◆ WHAT THE TASK ASKS: Each line from the one that contains "the tree canopy" to the end of the material must be set down exactly, and no line before it.

◆ PROVIDED DATA:

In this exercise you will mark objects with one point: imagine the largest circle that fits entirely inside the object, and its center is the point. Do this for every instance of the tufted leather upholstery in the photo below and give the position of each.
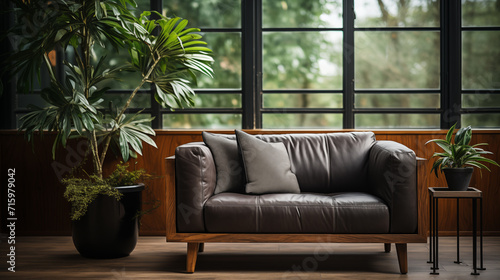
(350, 183)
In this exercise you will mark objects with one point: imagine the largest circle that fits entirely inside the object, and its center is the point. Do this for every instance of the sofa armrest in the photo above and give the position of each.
(392, 172)
(195, 178)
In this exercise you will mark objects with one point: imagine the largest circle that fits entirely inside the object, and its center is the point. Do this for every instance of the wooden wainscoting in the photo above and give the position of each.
(42, 210)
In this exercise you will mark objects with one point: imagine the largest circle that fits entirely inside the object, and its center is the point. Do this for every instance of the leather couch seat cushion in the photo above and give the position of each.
(348, 212)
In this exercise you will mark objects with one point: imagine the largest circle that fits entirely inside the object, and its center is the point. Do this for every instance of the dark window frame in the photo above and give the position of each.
(252, 108)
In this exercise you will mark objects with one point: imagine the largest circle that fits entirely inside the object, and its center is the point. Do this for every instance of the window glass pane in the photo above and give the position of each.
(480, 100)
(395, 59)
(217, 100)
(215, 121)
(302, 60)
(203, 13)
(481, 120)
(302, 13)
(141, 100)
(396, 13)
(371, 121)
(226, 49)
(406, 100)
(316, 100)
(480, 59)
(480, 13)
(302, 120)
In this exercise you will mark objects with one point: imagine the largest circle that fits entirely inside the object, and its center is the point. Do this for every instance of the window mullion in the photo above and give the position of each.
(249, 59)
(451, 63)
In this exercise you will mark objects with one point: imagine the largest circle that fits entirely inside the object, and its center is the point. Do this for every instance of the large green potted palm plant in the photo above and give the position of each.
(458, 158)
(162, 51)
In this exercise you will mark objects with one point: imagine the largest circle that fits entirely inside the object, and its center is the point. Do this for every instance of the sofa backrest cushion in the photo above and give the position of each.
(230, 173)
(267, 166)
(325, 163)
(330, 162)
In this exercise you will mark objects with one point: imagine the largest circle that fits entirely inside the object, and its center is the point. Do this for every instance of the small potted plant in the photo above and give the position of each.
(458, 158)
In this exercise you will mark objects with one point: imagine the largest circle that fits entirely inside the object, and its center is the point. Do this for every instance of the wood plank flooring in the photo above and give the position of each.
(153, 258)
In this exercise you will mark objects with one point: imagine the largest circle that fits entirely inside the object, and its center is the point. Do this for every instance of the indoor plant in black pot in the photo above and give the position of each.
(163, 52)
(458, 158)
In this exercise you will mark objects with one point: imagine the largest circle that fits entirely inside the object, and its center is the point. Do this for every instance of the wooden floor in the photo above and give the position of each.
(153, 258)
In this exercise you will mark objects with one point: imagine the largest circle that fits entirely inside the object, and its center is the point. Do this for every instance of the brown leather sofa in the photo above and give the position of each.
(352, 189)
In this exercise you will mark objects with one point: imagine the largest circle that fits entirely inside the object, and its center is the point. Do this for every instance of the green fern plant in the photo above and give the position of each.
(163, 51)
(81, 192)
(458, 153)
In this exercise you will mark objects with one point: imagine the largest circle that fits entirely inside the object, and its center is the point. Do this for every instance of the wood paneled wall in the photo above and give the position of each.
(42, 210)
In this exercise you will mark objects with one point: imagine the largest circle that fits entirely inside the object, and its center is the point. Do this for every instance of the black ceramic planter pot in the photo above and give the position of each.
(458, 179)
(110, 228)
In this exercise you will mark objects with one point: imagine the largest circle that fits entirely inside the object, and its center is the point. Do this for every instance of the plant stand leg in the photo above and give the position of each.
(192, 256)
(402, 251)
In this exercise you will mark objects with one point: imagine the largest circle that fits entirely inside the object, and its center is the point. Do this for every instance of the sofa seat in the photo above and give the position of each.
(346, 212)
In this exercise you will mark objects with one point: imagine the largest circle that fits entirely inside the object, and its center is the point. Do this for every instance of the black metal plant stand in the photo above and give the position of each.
(472, 193)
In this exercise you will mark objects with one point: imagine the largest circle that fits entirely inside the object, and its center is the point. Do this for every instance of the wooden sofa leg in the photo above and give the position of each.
(402, 251)
(191, 256)
(387, 247)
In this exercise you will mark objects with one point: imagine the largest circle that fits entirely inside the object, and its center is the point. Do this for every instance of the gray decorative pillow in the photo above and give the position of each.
(267, 166)
(230, 177)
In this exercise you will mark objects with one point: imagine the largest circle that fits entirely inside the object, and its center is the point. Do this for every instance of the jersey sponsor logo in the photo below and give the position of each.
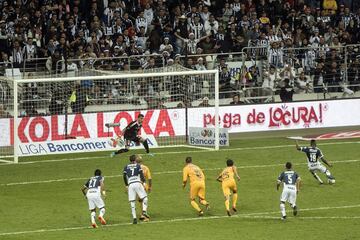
(340, 135)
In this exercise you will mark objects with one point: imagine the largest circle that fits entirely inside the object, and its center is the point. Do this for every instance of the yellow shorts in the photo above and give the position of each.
(147, 188)
(228, 187)
(197, 189)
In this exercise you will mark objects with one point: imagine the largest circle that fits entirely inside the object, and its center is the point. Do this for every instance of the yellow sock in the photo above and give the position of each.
(195, 205)
(227, 204)
(234, 200)
(203, 202)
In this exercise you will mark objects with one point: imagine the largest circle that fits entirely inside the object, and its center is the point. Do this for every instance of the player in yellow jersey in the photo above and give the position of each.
(148, 180)
(227, 179)
(197, 184)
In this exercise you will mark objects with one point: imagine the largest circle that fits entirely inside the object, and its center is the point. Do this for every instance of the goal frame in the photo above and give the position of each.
(16, 83)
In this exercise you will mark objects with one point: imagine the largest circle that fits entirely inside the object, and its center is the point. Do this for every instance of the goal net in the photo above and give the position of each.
(82, 113)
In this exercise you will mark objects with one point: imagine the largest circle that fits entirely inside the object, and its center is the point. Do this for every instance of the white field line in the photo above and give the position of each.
(157, 173)
(179, 152)
(250, 215)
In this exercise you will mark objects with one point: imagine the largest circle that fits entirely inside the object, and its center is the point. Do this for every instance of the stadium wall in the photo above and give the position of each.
(171, 122)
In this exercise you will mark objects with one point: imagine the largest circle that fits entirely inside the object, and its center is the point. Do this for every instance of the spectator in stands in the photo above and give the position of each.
(200, 64)
(224, 82)
(303, 83)
(354, 74)
(3, 112)
(286, 91)
(333, 77)
(236, 100)
(205, 102)
(114, 28)
(79, 99)
(56, 106)
(319, 75)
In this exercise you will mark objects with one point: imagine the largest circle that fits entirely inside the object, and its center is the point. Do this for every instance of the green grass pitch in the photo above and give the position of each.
(42, 199)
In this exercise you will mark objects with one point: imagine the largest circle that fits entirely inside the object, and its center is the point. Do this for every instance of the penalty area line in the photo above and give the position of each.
(178, 152)
(156, 173)
(244, 216)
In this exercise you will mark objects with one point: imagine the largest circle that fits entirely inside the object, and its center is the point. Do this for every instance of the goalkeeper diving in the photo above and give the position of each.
(130, 134)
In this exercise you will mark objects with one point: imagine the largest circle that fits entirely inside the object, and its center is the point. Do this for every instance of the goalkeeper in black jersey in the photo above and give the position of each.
(130, 134)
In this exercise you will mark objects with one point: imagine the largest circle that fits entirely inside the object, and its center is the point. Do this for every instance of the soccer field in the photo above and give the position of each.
(41, 199)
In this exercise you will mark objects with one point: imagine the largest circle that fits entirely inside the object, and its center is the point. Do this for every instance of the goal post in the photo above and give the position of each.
(169, 100)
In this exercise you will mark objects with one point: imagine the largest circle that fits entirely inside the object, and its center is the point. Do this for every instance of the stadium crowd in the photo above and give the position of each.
(60, 30)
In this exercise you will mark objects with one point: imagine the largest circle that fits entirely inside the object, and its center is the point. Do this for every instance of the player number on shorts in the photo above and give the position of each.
(312, 157)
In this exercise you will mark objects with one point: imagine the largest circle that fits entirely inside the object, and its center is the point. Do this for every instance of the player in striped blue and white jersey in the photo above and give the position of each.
(313, 155)
(94, 190)
(291, 186)
(134, 180)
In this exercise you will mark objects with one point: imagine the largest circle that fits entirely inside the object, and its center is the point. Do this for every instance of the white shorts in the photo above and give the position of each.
(95, 201)
(289, 195)
(136, 189)
(317, 167)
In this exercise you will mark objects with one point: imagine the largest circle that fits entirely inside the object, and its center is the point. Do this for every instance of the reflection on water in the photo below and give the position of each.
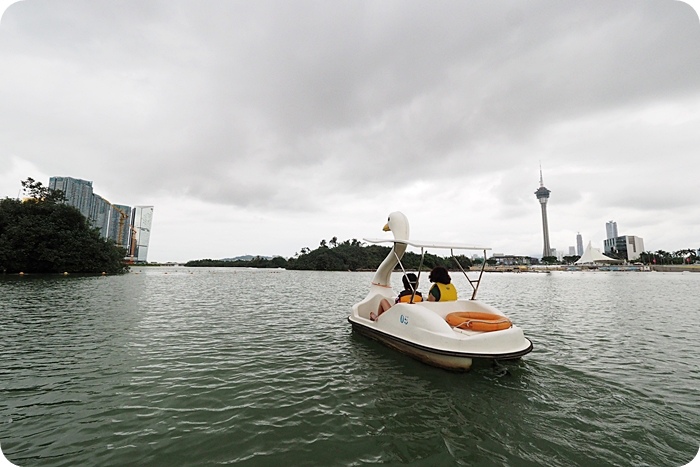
(177, 366)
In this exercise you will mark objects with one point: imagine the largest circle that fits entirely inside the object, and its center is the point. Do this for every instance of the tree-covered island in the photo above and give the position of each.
(350, 255)
(42, 234)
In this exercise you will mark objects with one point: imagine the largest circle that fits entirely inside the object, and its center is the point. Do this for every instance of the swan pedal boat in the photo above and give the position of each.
(421, 330)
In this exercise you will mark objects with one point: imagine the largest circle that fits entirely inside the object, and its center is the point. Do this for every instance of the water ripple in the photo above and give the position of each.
(180, 367)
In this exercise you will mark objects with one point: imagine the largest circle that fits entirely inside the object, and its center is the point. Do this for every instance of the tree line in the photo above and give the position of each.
(349, 255)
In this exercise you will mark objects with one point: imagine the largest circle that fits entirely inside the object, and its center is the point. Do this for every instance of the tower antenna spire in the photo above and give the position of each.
(542, 195)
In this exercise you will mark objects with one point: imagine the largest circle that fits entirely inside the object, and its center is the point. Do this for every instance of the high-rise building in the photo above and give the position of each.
(78, 192)
(128, 228)
(120, 225)
(542, 195)
(626, 247)
(100, 214)
(141, 231)
(579, 244)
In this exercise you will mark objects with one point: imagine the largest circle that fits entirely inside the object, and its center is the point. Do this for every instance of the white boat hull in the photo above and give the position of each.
(420, 331)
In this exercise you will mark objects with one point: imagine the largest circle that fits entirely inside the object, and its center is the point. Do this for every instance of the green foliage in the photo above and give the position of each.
(350, 255)
(41, 235)
(256, 262)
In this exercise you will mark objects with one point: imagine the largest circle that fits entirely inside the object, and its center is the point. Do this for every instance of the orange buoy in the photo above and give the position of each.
(478, 321)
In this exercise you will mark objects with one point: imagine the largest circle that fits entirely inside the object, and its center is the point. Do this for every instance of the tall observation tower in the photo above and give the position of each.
(543, 195)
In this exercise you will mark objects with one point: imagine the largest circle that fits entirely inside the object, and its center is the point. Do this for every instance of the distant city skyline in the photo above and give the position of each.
(128, 227)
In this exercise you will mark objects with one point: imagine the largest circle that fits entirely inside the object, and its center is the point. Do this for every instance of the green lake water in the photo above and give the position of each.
(204, 367)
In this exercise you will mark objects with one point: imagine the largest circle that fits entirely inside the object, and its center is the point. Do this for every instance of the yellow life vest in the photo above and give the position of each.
(407, 298)
(448, 292)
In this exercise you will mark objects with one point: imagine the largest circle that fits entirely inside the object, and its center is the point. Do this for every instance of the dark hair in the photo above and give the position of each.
(410, 281)
(440, 274)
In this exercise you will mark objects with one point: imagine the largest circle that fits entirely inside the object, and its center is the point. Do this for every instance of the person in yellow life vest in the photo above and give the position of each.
(409, 294)
(442, 290)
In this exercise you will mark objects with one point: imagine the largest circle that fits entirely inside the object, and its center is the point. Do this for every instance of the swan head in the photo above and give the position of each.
(398, 225)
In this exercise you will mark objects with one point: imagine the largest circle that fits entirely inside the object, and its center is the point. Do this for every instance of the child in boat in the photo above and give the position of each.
(410, 286)
(442, 290)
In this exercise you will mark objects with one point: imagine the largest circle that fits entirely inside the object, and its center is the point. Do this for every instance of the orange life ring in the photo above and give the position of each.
(478, 321)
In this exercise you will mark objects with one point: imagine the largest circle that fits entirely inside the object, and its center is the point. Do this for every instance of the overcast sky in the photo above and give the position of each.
(261, 127)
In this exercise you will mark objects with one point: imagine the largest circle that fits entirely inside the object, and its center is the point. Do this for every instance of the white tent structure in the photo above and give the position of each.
(594, 256)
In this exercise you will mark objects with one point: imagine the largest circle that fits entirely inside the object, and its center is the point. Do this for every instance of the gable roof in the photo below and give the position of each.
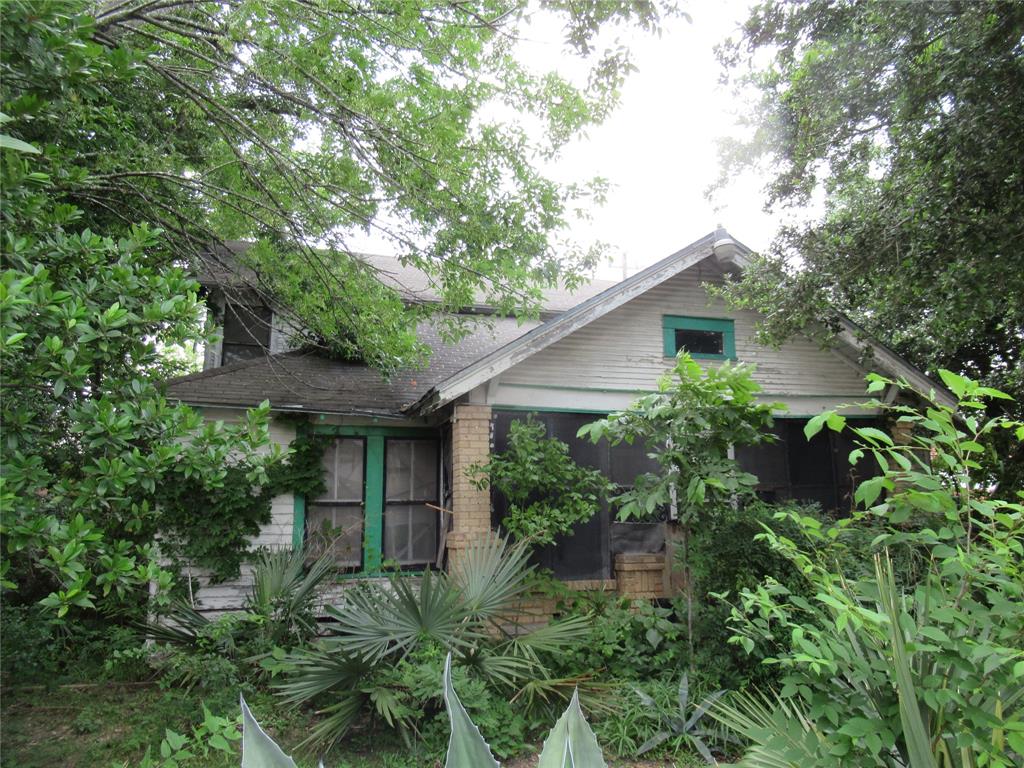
(222, 267)
(730, 253)
(308, 382)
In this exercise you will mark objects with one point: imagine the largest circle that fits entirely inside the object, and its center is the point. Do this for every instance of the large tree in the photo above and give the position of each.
(905, 117)
(137, 134)
(298, 123)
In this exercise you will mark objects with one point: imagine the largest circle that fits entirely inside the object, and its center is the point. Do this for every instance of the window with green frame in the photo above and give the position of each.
(380, 483)
(704, 338)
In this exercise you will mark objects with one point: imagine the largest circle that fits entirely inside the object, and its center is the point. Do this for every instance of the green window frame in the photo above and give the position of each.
(374, 502)
(673, 323)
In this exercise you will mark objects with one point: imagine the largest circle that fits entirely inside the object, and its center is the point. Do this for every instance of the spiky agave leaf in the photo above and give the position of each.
(258, 750)
(466, 747)
(919, 742)
(571, 743)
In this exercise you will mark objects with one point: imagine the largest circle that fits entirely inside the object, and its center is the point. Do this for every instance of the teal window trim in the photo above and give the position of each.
(673, 323)
(373, 511)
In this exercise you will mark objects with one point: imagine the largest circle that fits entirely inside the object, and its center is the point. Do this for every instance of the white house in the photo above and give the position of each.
(399, 448)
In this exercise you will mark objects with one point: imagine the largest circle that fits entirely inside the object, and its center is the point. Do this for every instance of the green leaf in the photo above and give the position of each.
(954, 382)
(918, 739)
(571, 743)
(814, 424)
(258, 750)
(9, 142)
(836, 422)
(466, 747)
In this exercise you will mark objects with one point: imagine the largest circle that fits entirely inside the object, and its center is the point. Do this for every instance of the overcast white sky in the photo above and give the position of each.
(658, 148)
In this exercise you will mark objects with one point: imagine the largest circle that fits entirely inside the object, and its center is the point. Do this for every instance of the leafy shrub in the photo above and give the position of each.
(691, 424)
(629, 640)
(279, 614)
(728, 555)
(877, 673)
(37, 646)
(547, 492)
(386, 634)
(569, 744)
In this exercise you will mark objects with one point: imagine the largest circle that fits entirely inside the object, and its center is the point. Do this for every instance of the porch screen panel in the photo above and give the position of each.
(411, 481)
(583, 553)
(335, 519)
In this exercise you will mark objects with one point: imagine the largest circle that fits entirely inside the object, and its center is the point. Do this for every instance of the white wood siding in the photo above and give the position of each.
(604, 364)
(275, 535)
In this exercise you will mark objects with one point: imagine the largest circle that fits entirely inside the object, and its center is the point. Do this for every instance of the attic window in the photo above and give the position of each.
(704, 338)
(247, 333)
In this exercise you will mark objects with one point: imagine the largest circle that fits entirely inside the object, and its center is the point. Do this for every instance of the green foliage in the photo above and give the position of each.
(690, 426)
(40, 648)
(547, 492)
(569, 744)
(211, 527)
(681, 724)
(727, 555)
(215, 734)
(884, 669)
(903, 115)
(280, 613)
(89, 440)
(301, 125)
(629, 640)
(469, 612)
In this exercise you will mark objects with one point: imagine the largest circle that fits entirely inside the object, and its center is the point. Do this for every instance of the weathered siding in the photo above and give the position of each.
(275, 535)
(622, 353)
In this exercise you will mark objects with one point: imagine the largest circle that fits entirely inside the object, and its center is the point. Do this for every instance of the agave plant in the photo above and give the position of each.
(681, 724)
(469, 613)
(570, 743)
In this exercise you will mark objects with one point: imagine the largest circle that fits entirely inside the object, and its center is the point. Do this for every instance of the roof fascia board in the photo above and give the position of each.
(543, 336)
(856, 338)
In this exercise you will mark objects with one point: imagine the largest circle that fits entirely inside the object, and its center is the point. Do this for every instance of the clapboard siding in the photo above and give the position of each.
(623, 350)
(275, 535)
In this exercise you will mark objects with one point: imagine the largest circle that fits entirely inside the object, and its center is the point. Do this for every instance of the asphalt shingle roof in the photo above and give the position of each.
(305, 381)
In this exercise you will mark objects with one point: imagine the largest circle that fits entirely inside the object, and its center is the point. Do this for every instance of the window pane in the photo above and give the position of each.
(410, 534)
(338, 529)
(237, 352)
(700, 342)
(343, 471)
(629, 462)
(412, 470)
(247, 325)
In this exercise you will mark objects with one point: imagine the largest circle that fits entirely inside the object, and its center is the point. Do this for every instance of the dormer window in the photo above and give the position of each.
(247, 333)
(704, 338)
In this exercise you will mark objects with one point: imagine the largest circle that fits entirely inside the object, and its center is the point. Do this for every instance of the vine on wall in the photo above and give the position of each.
(211, 527)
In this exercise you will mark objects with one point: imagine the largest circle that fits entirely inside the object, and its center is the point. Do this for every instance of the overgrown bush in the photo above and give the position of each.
(547, 492)
(727, 555)
(385, 636)
(629, 640)
(691, 424)
(39, 647)
(881, 673)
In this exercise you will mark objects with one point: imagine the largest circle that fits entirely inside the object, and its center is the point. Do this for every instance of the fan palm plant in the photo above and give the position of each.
(469, 613)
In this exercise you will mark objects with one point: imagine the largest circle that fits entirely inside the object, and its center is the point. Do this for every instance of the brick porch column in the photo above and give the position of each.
(470, 506)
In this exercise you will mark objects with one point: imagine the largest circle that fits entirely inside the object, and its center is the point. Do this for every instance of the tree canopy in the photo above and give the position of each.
(137, 135)
(905, 117)
(297, 124)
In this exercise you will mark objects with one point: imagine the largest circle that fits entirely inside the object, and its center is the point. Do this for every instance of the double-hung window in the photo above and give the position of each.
(704, 338)
(379, 506)
(247, 333)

◆ ANSWER:
In this exercise you will mark objects with one point: imagine the largest circle that fits entirely inside the object, and its center is the point. Do this for every instance of the tree canopy in the photo above and give the position of each.
(137, 135)
(905, 117)
(297, 124)
In this exercise you will mark objects with one point: imagine the largest circle that fits entirely inside the object, and its center is the point. Do this for every instance of the double-hung window in the photo above and give the position of each.
(704, 338)
(379, 506)
(247, 333)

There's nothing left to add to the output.